Instructions to follow :: Output the records as a Markdown table with columns "n" and "Line", one row per line, skipping blank lines. Include only the lines starting with the one that contains "Put a point on every instance of the white tablecloth." and running through the one that contains "[(744, 1068)]".

Stored records ::

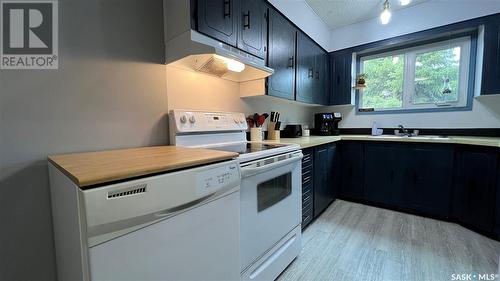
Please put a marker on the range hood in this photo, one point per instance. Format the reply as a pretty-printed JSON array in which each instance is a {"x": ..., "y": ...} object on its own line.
[{"x": 189, "y": 49}]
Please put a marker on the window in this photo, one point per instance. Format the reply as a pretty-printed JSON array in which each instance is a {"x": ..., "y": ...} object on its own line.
[{"x": 430, "y": 77}]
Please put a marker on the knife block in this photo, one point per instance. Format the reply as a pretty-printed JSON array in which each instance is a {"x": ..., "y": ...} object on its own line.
[{"x": 272, "y": 134}]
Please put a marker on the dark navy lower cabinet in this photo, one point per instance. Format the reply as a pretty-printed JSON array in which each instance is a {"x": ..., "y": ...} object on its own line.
[
  {"x": 307, "y": 187},
  {"x": 476, "y": 184},
  {"x": 324, "y": 187},
  {"x": 428, "y": 178},
  {"x": 384, "y": 174},
  {"x": 496, "y": 229},
  {"x": 351, "y": 170}
]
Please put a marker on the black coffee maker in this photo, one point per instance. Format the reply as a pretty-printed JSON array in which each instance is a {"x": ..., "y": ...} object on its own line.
[{"x": 327, "y": 124}]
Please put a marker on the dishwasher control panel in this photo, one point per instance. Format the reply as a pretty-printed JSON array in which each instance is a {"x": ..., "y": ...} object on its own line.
[{"x": 210, "y": 181}]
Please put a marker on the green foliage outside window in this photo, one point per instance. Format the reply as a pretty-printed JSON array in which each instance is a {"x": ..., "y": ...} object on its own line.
[{"x": 436, "y": 79}]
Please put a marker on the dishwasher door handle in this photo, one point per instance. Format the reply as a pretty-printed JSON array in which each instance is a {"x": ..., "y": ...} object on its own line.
[
  {"x": 252, "y": 168},
  {"x": 176, "y": 209}
]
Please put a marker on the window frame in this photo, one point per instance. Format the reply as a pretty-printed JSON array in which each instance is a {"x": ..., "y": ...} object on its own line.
[{"x": 468, "y": 40}]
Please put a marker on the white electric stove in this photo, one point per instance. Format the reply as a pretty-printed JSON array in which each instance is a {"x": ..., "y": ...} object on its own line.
[{"x": 271, "y": 188}]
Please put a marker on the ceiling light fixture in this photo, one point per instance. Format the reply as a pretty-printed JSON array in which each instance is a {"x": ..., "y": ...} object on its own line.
[{"x": 385, "y": 16}]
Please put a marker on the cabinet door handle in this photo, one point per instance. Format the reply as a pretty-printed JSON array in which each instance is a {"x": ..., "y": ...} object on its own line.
[
  {"x": 310, "y": 73},
  {"x": 227, "y": 8},
  {"x": 290, "y": 62},
  {"x": 246, "y": 20}
]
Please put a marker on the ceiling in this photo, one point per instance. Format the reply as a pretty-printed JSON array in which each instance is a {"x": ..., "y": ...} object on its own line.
[{"x": 337, "y": 13}]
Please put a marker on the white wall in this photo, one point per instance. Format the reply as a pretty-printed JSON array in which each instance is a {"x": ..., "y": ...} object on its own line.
[
  {"x": 109, "y": 92},
  {"x": 423, "y": 16},
  {"x": 300, "y": 13}
]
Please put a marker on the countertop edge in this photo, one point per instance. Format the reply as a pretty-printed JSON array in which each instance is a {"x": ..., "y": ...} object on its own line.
[
  {"x": 87, "y": 181},
  {"x": 312, "y": 141}
]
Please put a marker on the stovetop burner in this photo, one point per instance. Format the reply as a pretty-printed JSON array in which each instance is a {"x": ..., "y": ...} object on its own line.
[{"x": 246, "y": 147}]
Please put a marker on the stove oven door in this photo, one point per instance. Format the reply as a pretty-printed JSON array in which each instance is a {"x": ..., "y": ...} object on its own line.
[{"x": 270, "y": 203}]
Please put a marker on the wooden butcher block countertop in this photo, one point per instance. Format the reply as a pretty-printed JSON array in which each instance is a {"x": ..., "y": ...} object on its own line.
[{"x": 91, "y": 168}]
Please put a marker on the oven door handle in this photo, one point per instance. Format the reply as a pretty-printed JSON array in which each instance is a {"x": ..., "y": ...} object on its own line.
[{"x": 251, "y": 169}]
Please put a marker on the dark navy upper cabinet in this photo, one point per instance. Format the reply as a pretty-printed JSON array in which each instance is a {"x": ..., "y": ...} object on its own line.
[
  {"x": 219, "y": 19},
  {"x": 281, "y": 56},
  {"x": 429, "y": 178},
  {"x": 476, "y": 186},
  {"x": 312, "y": 72},
  {"x": 324, "y": 173},
  {"x": 384, "y": 174},
  {"x": 320, "y": 95},
  {"x": 252, "y": 36},
  {"x": 491, "y": 57},
  {"x": 352, "y": 170},
  {"x": 340, "y": 77},
  {"x": 306, "y": 57}
]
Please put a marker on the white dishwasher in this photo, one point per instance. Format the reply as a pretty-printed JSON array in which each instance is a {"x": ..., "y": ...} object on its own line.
[{"x": 181, "y": 225}]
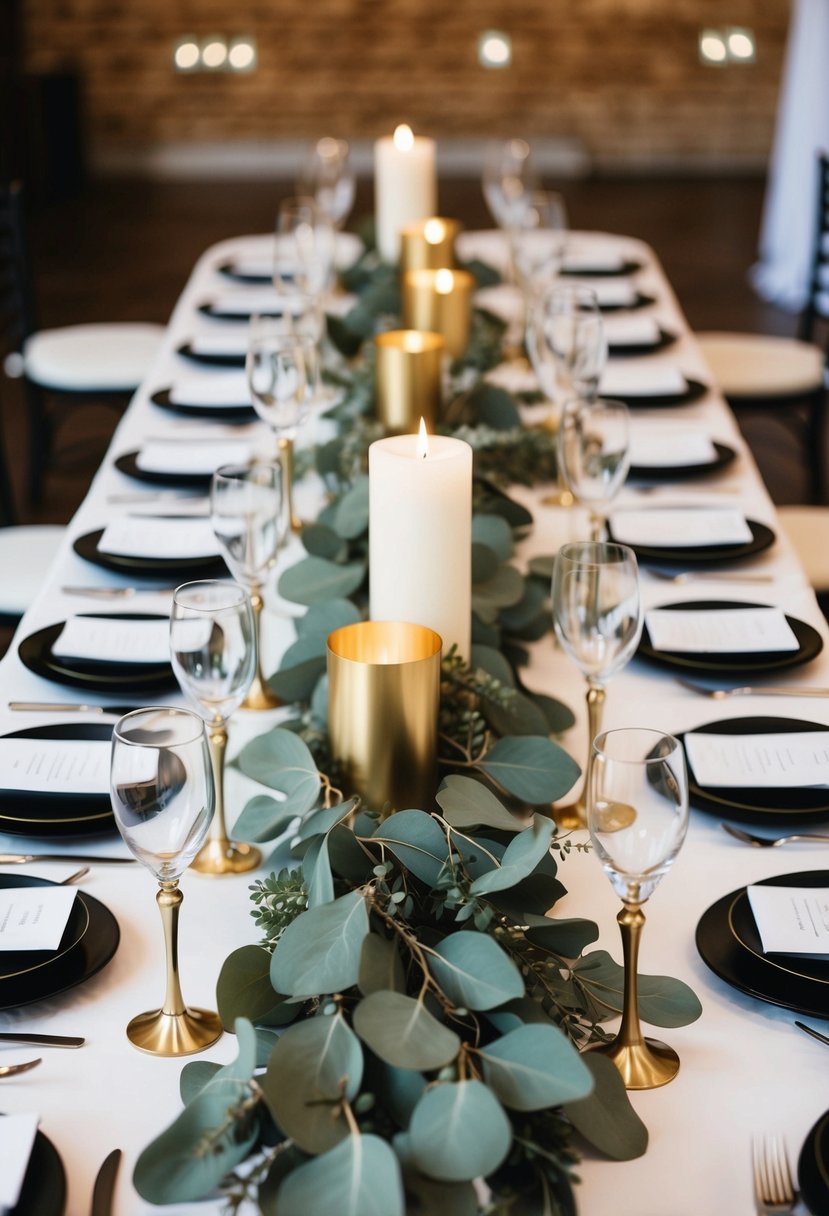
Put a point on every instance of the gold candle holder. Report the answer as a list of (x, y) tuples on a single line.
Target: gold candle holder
[(440, 300), (428, 245), (409, 380), (383, 693)]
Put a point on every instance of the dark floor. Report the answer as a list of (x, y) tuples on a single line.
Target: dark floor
[(123, 249)]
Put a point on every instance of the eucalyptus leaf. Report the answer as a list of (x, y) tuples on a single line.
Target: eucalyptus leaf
[(535, 1067), (531, 767), (401, 1031), (320, 950), (474, 972), (458, 1132), (314, 579), (315, 1064), (359, 1177)]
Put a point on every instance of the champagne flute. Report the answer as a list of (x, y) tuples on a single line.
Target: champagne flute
[(637, 816), (597, 615), (248, 519), (593, 449), (282, 371), (214, 657), (162, 793)]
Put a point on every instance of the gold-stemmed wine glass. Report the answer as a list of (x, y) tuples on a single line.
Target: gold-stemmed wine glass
[(162, 792), (597, 615), (247, 512), (213, 651), (637, 815)]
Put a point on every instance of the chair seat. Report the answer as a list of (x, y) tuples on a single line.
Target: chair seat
[(755, 366), (807, 529), (92, 358), (26, 557)]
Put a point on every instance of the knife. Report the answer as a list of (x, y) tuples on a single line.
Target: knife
[(9, 1036), (18, 859), (105, 1184)]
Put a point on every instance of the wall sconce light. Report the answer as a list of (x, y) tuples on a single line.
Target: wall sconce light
[(495, 49)]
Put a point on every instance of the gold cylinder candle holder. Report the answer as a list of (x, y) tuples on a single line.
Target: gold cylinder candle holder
[(440, 300), (428, 245), (409, 376), (383, 696)]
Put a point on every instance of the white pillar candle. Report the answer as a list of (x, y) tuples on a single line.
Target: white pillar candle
[(405, 186), (419, 534)]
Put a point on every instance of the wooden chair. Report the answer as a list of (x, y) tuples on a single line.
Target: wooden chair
[(72, 365), (785, 375)]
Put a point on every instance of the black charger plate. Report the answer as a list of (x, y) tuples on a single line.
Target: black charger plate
[(728, 943), (757, 663)]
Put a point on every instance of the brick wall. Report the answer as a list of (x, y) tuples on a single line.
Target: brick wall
[(622, 77)]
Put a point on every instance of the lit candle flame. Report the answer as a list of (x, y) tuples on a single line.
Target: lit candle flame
[(404, 138), (422, 442)]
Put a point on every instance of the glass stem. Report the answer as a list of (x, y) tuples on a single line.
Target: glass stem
[(169, 901)]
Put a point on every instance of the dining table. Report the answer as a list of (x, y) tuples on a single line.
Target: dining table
[(745, 1068)]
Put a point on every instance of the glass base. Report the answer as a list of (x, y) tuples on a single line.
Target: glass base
[(226, 857), (643, 1065), (174, 1034)]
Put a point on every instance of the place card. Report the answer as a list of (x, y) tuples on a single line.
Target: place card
[(55, 766), (642, 380), (198, 456), (720, 631), (799, 760), (161, 536), (114, 640), (791, 919), (34, 917), (670, 448), (17, 1135), (680, 527)]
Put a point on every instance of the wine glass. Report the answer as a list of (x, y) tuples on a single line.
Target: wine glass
[(282, 370), (162, 793), (597, 615), (327, 176), (214, 657), (248, 519), (593, 450), (637, 815)]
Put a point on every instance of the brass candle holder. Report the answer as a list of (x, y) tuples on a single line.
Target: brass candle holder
[(383, 693), (440, 300), (409, 380), (428, 245)]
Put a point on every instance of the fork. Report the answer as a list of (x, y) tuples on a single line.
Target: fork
[(773, 1188), (754, 691)]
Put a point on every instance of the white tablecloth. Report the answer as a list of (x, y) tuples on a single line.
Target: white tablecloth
[(744, 1068)]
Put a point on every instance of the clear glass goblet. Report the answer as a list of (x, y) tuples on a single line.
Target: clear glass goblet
[(593, 450), (162, 793), (637, 815), (597, 615), (248, 519), (213, 649)]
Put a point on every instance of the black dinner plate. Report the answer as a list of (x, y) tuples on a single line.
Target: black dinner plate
[(728, 943), (813, 1167), (86, 546), (693, 390), (761, 538), (240, 412), (756, 663), (84, 960), (725, 455), (45, 814), (44, 1184), (35, 652), (213, 360), (619, 350), (759, 805)]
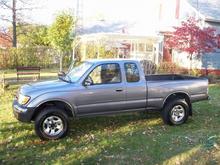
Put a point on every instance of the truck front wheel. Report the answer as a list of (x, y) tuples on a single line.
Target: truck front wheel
[(175, 112), (51, 124)]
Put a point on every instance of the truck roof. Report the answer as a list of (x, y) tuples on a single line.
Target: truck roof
[(110, 60)]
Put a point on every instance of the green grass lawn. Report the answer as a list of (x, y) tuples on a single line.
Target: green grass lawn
[(126, 139)]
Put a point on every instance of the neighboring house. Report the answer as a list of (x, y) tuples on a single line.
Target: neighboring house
[(132, 36), (139, 31), (172, 12)]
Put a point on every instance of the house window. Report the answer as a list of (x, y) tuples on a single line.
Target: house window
[(218, 41)]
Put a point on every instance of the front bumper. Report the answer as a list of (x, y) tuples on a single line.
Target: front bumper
[(21, 113)]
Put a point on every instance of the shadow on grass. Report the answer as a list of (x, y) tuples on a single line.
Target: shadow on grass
[(125, 139), (20, 144)]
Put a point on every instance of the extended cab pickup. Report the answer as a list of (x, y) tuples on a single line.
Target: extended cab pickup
[(102, 87)]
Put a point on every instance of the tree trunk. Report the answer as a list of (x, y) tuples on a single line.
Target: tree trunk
[(14, 24), (61, 61), (190, 69)]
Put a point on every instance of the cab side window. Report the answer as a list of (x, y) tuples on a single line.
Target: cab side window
[(106, 74), (132, 72)]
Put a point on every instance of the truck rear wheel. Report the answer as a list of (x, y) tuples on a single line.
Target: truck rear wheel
[(51, 124), (175, 112)]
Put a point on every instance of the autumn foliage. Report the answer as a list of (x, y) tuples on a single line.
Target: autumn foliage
[(192, 39)]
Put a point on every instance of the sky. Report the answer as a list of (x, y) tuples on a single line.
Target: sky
[(95, 9), (142, 11)]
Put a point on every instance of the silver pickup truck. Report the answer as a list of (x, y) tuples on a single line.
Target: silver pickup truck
[(103, 87)]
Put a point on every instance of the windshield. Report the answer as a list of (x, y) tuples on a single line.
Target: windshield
[(76, 72)]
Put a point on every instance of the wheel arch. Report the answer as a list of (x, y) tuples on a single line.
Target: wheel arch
[(57, 103), (181, 95)]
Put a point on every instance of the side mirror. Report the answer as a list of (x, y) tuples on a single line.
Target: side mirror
[(61, 74), (88, 82)]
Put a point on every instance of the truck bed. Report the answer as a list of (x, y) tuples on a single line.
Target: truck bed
[(168, 77)]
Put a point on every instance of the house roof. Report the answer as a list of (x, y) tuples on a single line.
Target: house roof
[(208, 8)]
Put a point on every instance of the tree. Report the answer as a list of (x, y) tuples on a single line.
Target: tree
[(192, 39), (33, 35), (60, 34), (12, 13)]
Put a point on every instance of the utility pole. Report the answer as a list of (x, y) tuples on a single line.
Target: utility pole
[(14, 23), (78, 26)]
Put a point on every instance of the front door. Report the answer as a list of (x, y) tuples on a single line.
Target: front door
[(106, 92)]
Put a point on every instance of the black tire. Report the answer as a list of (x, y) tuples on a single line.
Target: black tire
[(49, 114), (169, 113)]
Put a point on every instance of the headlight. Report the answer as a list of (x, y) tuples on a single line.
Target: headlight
[(23, 99)]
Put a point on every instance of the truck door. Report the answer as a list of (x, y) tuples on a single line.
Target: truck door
[(136, 88), (106, 91)]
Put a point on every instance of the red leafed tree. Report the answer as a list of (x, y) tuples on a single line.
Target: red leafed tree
[(192, 39)]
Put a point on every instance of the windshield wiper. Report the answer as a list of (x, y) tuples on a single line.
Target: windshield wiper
[(63, 79)]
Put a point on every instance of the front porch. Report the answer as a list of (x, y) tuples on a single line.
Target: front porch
[(113, 45)]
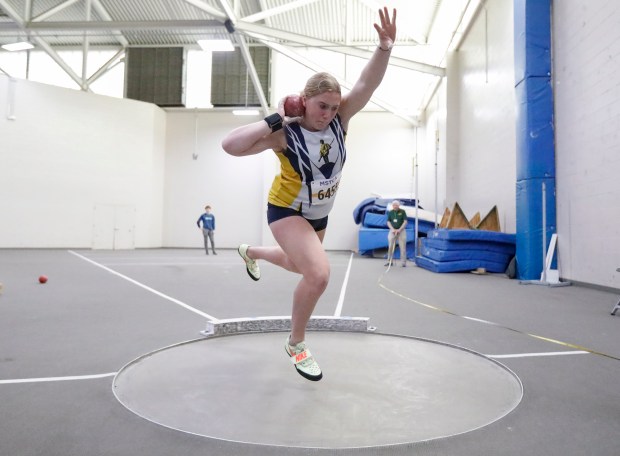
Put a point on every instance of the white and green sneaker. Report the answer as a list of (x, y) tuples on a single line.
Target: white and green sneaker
[(303, 360), (250, 264)]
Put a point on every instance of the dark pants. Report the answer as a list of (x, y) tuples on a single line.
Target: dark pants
[(208, 235)]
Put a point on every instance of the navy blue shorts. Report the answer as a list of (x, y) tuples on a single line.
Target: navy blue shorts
[(275, 213)]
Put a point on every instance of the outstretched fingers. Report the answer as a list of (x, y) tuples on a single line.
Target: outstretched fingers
[(387, 29)]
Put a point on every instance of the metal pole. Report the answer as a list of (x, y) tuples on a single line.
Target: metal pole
[(544, 207)]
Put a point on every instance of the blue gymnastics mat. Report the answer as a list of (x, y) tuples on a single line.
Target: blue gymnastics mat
[(446, 250)]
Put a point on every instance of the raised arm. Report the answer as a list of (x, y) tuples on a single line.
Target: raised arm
[(373, 72)]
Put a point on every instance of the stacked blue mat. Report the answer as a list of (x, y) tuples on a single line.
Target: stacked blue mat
[(371, 214), (450, 250)]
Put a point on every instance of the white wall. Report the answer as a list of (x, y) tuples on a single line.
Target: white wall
[(481, 163), (64, 153), (586, 67)]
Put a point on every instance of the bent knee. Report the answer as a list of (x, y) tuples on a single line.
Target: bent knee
[(318, 279)]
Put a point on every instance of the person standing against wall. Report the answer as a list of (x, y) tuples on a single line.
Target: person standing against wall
[(397, 222), (208, 227)]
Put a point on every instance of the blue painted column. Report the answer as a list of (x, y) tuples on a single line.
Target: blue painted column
[(535, 136)]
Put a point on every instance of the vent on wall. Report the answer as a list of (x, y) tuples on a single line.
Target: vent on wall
[(155, 75), (231, 84)]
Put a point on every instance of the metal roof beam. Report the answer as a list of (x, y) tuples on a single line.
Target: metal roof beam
[(277, 10), (348, 85), (50, 26), (50, 12), (263, 33), (105, 15), (207, 8)]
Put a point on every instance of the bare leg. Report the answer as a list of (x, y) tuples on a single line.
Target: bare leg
[(300, 250)]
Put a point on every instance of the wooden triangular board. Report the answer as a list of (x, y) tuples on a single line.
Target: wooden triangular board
[(490, 222), (445, 218), (458, 219), (475, 219)]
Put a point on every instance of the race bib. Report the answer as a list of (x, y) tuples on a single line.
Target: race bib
[(324, 190)]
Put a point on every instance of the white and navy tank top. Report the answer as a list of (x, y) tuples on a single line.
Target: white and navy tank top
[(310, 169)]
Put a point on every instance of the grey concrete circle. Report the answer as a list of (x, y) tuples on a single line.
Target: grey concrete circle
[(377, 390)]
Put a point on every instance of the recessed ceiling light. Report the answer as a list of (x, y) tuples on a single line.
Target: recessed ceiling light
[(21, 46), (246, 112), (216, 45)]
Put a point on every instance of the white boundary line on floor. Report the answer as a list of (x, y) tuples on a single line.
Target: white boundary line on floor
[(343, 290), (56, 379), (141, 285), (531, 355)]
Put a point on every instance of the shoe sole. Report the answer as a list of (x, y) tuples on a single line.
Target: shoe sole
[(246, 267), (303, 374)]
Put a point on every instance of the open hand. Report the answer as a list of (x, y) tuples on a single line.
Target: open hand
[(387, 29)]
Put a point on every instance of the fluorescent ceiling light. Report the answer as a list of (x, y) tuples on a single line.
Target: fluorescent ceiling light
[(216, 45), (21, 46), (246, 112)]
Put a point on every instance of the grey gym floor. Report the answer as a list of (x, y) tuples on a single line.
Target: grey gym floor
[(62, 343)]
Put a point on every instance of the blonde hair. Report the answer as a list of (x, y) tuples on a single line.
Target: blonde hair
[(321, 83)]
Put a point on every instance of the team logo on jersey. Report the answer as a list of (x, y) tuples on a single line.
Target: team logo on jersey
[(327, 167)]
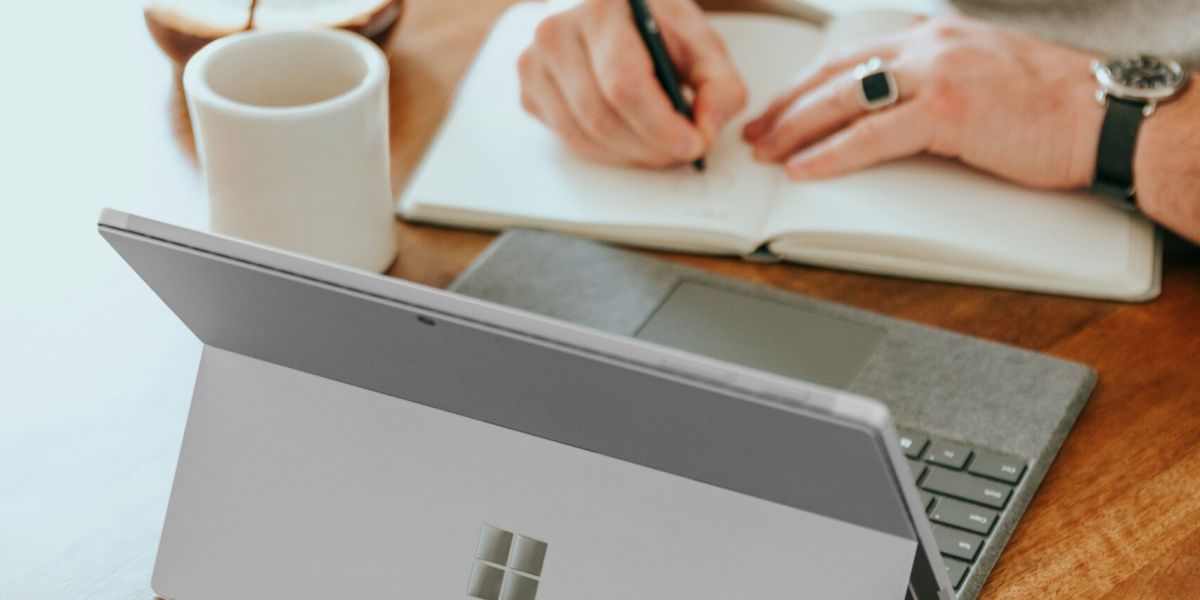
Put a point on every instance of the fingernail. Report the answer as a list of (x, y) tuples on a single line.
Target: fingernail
[(763, 150), (753, 130), (690, 148), (712, 124), (798, 166)]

Right answer ::
| n | Line |
|---|---|
| 1 | Put a point on every instance of the white tablecloth. Report the answer as a list of (x, y) tuples on a single line. |
| 2 | Target: white tablecloth |
| 3 | [(744, 1068)] |